● **Brief**
What is the number of lines in the data that hold the string "below"? Reply with that number only.
***** Records for this exercise *****
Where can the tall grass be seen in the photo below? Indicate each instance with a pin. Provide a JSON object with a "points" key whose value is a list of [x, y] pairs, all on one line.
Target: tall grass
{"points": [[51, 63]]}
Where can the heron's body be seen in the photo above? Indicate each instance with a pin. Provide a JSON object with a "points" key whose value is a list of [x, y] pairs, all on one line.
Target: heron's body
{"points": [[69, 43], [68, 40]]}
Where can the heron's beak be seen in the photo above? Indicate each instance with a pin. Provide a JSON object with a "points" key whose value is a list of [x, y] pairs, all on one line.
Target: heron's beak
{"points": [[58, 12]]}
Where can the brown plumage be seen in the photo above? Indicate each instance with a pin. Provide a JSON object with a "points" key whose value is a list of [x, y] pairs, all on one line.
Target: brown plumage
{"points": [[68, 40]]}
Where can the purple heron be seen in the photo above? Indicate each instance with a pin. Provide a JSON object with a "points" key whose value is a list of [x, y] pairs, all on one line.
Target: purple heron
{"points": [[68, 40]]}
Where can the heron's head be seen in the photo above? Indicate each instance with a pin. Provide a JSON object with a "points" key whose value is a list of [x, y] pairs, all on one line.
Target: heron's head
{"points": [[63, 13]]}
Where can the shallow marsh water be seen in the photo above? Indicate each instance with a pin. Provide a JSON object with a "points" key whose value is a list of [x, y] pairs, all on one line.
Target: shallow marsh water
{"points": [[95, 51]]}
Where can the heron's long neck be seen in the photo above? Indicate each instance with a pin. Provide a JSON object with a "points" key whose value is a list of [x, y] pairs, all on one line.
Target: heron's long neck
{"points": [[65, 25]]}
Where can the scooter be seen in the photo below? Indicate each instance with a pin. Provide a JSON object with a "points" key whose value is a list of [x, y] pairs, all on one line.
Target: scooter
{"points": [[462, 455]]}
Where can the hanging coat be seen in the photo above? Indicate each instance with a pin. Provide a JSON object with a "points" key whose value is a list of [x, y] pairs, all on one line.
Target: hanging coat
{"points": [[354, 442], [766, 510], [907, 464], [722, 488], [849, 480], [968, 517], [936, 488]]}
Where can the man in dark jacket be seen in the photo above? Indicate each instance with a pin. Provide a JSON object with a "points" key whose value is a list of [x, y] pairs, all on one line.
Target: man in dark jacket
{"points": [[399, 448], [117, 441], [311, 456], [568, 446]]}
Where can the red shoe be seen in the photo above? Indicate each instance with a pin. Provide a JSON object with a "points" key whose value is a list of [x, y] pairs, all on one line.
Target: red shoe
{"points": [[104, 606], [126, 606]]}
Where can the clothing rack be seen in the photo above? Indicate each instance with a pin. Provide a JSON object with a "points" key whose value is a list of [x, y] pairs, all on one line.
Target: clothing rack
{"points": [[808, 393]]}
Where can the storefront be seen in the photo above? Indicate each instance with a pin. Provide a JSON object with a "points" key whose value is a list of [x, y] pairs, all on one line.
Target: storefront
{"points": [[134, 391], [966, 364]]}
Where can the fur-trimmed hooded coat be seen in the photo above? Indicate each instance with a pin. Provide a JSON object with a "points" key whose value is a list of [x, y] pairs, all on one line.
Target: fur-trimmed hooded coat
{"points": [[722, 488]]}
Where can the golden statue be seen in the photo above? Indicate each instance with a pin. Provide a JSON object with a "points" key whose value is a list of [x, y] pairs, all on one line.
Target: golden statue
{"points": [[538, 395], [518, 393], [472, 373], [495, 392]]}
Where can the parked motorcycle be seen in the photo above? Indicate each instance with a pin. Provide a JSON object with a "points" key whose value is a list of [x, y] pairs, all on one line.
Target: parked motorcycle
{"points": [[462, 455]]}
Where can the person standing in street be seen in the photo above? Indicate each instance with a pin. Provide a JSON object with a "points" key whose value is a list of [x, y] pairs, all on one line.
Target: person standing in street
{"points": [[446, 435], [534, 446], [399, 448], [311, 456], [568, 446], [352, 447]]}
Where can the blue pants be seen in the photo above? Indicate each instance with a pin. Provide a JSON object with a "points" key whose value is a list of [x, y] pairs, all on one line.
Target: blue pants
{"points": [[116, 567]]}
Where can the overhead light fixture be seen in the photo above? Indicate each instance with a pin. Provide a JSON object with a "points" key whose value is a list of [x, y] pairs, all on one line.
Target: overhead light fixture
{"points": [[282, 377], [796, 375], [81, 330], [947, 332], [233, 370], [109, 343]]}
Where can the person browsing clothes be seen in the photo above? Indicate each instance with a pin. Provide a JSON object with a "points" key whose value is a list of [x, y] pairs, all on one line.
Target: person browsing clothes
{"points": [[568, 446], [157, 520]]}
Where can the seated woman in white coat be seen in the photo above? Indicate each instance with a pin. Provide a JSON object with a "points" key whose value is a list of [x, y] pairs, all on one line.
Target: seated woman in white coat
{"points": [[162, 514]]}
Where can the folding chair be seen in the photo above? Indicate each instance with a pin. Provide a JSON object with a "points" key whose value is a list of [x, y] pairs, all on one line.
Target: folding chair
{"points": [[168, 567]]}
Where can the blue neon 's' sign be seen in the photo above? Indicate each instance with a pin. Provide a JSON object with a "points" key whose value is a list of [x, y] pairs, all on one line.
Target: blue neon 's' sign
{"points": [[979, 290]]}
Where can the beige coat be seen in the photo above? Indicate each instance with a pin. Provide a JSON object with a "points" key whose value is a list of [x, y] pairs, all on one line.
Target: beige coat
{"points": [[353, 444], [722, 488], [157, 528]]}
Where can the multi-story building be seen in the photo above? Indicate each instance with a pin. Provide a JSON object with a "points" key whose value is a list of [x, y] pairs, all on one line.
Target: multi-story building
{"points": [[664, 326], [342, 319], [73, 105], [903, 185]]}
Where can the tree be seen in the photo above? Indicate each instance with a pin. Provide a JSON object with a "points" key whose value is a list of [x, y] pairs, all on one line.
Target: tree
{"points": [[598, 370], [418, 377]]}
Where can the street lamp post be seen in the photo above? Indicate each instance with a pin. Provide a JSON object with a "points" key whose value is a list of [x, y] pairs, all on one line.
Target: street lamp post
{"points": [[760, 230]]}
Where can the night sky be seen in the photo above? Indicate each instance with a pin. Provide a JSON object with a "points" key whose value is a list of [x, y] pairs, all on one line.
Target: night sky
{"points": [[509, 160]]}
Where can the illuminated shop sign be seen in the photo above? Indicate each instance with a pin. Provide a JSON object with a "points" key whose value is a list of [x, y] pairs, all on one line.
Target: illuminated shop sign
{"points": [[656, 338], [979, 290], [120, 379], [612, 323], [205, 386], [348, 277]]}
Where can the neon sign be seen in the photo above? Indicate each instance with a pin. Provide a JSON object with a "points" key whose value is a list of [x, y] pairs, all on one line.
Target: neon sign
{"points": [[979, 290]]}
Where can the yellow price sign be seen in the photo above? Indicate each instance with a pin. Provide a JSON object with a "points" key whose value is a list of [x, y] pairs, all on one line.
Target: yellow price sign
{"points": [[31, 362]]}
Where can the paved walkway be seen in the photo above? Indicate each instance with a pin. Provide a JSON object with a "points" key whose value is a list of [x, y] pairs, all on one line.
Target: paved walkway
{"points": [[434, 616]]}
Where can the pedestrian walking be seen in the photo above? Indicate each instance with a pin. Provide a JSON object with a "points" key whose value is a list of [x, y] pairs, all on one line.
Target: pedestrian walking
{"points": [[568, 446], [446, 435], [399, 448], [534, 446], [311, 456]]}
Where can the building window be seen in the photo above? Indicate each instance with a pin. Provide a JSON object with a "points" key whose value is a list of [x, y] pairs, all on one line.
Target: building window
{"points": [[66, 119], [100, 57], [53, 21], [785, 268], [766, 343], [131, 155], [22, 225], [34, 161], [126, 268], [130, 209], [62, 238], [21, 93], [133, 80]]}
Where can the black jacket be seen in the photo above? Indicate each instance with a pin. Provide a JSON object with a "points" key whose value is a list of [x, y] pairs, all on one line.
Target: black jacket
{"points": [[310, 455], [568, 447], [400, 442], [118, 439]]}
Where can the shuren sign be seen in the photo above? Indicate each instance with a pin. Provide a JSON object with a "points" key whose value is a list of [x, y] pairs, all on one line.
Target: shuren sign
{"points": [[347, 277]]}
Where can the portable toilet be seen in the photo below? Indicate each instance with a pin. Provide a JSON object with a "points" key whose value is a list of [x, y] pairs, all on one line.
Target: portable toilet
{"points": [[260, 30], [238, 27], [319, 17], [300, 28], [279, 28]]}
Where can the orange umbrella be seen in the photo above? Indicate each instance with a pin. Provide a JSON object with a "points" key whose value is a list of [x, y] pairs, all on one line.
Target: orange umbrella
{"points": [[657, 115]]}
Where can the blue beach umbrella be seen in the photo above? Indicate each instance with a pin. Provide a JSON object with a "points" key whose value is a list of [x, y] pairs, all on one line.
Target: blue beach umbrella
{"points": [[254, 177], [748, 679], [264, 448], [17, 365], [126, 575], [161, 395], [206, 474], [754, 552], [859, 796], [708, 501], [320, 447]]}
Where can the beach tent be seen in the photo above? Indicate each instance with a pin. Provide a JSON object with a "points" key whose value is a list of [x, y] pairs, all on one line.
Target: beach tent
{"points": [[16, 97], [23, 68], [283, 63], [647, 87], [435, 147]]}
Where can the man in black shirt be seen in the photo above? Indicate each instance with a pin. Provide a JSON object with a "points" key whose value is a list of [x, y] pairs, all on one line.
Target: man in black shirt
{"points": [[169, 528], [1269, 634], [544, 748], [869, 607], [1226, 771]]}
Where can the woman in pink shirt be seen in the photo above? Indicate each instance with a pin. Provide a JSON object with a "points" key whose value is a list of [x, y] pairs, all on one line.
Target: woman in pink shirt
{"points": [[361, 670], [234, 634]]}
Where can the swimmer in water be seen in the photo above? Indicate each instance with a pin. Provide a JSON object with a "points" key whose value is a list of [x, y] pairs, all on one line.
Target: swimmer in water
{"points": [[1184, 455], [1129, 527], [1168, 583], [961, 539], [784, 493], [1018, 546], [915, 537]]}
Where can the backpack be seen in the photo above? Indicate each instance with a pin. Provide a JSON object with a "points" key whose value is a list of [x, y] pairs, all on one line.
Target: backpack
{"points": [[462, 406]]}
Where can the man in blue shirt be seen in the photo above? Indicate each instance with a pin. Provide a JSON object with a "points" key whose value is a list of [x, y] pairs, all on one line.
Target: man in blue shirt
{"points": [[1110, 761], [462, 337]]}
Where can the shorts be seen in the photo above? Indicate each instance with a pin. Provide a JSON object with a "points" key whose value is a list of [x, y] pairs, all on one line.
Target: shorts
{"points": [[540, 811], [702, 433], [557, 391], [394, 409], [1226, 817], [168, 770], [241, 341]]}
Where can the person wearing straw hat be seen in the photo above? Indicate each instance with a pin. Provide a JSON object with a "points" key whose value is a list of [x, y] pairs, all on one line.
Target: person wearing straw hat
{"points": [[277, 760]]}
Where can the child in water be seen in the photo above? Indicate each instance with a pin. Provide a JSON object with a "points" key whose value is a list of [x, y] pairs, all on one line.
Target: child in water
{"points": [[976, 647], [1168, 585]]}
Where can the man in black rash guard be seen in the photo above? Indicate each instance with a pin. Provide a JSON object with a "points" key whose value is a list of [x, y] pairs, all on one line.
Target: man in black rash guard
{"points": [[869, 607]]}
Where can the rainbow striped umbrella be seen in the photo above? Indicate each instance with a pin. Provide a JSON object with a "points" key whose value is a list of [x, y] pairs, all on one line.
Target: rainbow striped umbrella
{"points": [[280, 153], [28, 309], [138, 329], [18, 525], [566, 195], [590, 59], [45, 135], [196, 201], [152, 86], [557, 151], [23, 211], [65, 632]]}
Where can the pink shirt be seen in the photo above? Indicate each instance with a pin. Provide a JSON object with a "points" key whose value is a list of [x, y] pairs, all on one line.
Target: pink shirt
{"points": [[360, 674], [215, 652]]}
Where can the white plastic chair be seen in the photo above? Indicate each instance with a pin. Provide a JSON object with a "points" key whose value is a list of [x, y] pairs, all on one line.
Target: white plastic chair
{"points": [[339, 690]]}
*****
● **Result for this task**
3